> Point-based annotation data
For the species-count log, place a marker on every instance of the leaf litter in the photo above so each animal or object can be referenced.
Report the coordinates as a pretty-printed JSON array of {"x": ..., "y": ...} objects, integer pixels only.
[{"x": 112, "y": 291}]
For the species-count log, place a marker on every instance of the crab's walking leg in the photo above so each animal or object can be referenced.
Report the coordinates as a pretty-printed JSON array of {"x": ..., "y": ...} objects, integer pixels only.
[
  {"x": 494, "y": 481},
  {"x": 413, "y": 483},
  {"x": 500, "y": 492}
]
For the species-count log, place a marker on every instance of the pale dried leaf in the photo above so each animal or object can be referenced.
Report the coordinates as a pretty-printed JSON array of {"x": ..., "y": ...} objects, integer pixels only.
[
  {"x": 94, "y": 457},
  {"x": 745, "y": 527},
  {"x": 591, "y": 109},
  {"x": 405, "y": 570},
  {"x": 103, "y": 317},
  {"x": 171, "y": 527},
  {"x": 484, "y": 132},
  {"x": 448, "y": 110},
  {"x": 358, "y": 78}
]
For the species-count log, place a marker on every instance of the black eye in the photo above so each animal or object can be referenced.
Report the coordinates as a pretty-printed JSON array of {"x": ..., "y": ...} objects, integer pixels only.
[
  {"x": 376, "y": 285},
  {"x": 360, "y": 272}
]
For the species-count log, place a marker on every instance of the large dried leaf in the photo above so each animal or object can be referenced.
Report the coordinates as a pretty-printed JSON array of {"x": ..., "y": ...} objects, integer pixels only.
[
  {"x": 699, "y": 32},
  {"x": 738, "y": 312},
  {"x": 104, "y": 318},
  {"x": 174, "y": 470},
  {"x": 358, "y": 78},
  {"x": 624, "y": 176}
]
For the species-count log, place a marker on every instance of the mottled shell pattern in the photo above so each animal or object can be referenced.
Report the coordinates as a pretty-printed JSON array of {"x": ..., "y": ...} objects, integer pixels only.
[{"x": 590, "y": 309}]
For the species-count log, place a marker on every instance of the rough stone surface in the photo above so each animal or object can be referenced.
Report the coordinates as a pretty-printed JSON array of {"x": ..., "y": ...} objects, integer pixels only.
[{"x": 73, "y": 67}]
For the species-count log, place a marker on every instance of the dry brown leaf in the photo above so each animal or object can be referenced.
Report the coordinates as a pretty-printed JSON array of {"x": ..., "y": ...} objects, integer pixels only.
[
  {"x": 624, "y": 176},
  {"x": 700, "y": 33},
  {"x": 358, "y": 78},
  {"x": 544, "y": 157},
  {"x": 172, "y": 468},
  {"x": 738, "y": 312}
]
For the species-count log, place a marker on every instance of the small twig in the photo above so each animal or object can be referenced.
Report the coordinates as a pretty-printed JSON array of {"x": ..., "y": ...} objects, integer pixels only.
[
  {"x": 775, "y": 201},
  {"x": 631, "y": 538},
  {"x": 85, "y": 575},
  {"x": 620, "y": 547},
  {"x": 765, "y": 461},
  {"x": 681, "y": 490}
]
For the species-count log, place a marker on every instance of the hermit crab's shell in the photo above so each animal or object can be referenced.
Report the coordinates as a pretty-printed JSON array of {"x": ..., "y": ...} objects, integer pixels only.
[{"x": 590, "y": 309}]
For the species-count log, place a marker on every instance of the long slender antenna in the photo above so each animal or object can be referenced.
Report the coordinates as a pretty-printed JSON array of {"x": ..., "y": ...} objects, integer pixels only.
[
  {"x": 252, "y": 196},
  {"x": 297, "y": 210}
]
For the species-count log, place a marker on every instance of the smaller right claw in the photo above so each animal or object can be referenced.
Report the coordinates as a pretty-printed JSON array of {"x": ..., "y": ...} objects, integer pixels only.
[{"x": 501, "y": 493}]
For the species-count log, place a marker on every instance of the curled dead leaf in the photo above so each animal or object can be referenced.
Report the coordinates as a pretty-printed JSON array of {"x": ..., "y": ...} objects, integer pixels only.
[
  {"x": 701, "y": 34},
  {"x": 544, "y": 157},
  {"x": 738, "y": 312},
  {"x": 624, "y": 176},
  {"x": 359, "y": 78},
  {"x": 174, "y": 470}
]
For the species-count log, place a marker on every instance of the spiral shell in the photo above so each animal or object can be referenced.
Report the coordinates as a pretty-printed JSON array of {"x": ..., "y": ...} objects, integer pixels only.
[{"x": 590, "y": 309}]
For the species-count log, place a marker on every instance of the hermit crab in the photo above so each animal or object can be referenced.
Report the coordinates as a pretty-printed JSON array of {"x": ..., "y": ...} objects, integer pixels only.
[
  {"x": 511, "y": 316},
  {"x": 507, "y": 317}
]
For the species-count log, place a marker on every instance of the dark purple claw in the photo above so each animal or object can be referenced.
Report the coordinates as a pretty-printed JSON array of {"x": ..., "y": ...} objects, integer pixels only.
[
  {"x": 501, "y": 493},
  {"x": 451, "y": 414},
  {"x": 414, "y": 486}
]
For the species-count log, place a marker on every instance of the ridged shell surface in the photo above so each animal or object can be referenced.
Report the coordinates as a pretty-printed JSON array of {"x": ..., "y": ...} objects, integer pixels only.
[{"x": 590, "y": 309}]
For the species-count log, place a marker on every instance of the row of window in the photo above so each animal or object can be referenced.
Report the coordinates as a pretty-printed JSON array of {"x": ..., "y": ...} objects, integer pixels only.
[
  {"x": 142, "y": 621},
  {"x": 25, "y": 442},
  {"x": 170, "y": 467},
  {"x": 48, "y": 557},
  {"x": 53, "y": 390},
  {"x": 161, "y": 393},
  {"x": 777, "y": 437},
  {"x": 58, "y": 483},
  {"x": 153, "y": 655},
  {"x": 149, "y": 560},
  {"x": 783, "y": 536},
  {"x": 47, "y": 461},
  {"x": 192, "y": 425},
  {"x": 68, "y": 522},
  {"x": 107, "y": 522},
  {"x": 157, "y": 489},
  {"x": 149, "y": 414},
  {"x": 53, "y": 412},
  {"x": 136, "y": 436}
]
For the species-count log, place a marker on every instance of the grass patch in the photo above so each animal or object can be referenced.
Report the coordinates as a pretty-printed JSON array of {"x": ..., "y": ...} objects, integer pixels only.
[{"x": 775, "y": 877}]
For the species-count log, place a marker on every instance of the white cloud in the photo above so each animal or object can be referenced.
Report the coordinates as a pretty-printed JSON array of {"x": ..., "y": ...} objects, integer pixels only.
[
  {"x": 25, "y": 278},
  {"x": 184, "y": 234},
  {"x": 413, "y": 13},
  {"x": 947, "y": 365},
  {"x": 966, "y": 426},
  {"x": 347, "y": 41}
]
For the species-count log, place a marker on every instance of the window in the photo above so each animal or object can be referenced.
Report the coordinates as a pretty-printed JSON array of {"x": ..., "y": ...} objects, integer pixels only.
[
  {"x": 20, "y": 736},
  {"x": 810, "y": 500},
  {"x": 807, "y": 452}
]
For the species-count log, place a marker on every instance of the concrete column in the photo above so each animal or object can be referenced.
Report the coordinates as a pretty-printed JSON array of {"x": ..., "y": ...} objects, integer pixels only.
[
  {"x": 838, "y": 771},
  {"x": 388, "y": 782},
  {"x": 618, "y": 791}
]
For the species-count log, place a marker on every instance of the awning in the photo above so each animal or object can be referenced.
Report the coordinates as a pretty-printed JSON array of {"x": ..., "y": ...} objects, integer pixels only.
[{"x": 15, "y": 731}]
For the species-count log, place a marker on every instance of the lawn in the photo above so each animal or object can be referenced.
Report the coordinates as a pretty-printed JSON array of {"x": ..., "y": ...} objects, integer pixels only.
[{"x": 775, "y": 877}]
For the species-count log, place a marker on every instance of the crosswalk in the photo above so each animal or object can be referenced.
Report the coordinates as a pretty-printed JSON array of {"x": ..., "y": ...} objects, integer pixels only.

> YOUR TASK
Beginning with the line that contains "of the crosswalk" and continuing through the end of the entries, substitute "pedestrian crossing" for "crosswalk" and give those lines again with everything else left unchanged.

> RESPONSE
For the species-count log, place a marker on every instance of the pedestrian crossing in the photo above so each animal or object can be referenced.
Report the coordinates as a pretty-printed JSON array of {"x": ..., "y": ...} objects, integer pixels only.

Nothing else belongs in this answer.